- Written request 1 -
Translate this sentence from the StackingCVClassifier issue into Spanish: "When I try the same with the StackingClassifier method, I don't have this problem."
- Written request 2 -
Carry on the StackingCVClassifier issue past its final line.

- Supplied passage -

Not able to fit metaclassifier with StackingCVClassifier #605

iagayo · 2019-10-10T13:20:48Z

Hi there,
I'm trying to perform text classification with stacking. I'm new in ML, so apologies if this is a silly question.
I'm trying to train the same algorithm, LogisticRegression on different textual features to create different classifiers and then use a meta-classifier (also LogisticRegression) to join them all. The features I'm using are the words in the text and the corresponding Part-of-Speech tags.

The classifier that uses words as a feature is defined with the following pipeline:

lr =LogisticRegression()

words = make_pipeline(ColumnSelector(column='text'), 
                      CountVectorizer(analyzer='word', token_pattern=r'\w{1,}', max_features=5000),						
                      lr)

The classifier that uses POS as a feature is defined with the following pipeline:

pos = make_pipeline(ColumnSelector(column='pos'),
                                    CountVectorizer(binary=True, ngram_range=(2,3), 
                                    max_features=5000),
                                    lr)

Finally, the metaclassifier is defined this way:

sclf = StackingCVClassifier(classifiers=[words, pos], 
                            meta_classifier=lr)

The problem comes when I try to train the classifier:

classifiers = {"Words": words,
               "POS": pos,
               "Stack": sclf}

for key in classifiers:
       classifier = classifiers[key]
       classifier.fit(X_train, Y_train)

Words and POS are fitted, but the Stack classifier is not and I get the following error:

IndexError: only integers, slices (:), ellipsis (...), numpy.newaxis (None) and integer or boolean arrays are valid indices

X_train contains a dataframe with a colum "text" that contains the raw text and a column "pos" that contains the raw POS tags, that's why I apply the transformations needed through the pipelines.

When I try the same with the StackingClassifier method, I don't have this problem.
Any idea about what's going wrong?

Thanks!

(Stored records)
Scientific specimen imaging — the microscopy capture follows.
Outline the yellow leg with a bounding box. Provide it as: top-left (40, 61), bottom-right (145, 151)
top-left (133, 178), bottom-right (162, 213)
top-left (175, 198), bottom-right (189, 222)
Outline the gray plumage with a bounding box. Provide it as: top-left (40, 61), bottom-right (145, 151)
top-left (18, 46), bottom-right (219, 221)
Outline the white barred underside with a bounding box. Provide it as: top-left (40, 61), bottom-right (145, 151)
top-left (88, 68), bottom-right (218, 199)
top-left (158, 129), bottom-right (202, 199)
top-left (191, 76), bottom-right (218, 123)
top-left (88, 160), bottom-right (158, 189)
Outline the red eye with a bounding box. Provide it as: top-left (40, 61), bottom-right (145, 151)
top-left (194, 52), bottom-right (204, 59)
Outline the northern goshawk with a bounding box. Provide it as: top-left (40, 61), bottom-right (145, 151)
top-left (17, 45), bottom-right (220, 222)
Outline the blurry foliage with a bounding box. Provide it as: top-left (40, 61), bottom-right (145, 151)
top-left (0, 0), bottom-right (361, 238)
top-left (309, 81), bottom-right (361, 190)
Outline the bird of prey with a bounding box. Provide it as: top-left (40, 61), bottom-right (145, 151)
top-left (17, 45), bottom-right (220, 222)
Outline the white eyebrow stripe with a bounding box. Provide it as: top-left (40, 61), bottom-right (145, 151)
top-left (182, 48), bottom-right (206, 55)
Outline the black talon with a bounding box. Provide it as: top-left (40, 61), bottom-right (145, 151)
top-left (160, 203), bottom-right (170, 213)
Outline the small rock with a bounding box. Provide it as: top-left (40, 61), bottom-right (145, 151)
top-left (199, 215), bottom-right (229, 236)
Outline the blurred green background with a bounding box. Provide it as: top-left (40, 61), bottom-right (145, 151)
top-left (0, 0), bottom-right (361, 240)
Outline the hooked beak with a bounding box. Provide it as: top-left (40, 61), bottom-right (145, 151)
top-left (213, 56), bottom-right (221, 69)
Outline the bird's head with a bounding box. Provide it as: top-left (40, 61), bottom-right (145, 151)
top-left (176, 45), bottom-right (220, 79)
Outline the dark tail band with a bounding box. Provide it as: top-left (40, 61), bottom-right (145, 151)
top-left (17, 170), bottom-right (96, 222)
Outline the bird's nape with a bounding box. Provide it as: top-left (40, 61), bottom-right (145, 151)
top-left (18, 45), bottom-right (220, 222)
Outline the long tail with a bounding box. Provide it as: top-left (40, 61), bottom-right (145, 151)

- Result 1 -
Cuando intento lo mismo con el método StackingClassifier, no tengo este problema.

- Result 2 -
The text was updated successfully, but these errors were encountered:

rasbt · 2019-10-11T16:09:46Z

I can confirm, there seems to be an issue. For instance, the following self-contained example works fine for the StackingClassifier:

from sklearn import model_selection
from sklearn.pipeline import make_pipeline
from sklearn.linear_model import LogisticRegression
from mlxtend.classifier import StackingClassifier
from mlxtend.classifier import StackingCVClassifier
from sklearn.feature_extraction.text import CountVectorizer
from sklearn.datasets import fetch_20newsgroups
import numpy as np


categories = ['alt.atheism', 'soc.religion.christian',
              'comp.graphics', 'sci.med']


twenty_train = fetch_20newsgroups(subset='train',
  categories=categories, shuffle=True, random_state=42)

X_data = twenty_train.data
y = twenty_train.target




lr1 = LogisticRegression()
lr2 = LogisticRegression()
lr3 = LogisticRegression()


words = make_pipeline(
                      CountVectorizer(analyzer='word', token_pattern=r'\w{1,}', max_features=5000),
                      lr1)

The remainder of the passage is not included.